• **Exercise data**:
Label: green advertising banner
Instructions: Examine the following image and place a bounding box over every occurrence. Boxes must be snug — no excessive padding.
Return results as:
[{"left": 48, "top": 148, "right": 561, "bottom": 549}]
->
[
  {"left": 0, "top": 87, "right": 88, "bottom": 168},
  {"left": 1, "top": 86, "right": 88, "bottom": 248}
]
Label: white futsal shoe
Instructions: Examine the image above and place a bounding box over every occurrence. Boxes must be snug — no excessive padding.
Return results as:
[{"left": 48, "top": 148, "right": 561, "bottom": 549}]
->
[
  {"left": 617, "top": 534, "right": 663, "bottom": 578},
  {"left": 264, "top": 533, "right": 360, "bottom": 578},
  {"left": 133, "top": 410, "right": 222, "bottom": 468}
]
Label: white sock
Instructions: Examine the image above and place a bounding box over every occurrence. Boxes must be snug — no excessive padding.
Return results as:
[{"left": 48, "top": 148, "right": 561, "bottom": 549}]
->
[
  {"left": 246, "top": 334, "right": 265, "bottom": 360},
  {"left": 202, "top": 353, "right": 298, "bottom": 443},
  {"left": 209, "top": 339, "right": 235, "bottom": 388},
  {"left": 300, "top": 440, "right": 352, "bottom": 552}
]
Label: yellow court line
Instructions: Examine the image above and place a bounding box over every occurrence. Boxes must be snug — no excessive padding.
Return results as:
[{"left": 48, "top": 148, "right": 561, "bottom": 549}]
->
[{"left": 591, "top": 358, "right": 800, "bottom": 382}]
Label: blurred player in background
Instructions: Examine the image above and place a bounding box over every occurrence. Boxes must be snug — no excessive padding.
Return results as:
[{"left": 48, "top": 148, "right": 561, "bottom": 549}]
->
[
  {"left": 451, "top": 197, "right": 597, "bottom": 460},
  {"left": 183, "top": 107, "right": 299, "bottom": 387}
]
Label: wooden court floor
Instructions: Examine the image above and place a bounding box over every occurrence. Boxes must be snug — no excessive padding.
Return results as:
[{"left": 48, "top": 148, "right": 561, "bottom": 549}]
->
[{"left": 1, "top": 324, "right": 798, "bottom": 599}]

• **Work to be completed**:
Go through the listing above and locate each line that holds the word "court". Copy those lines.

• **Solution for this task**:
Label: yellow court line
Label: wooden court floor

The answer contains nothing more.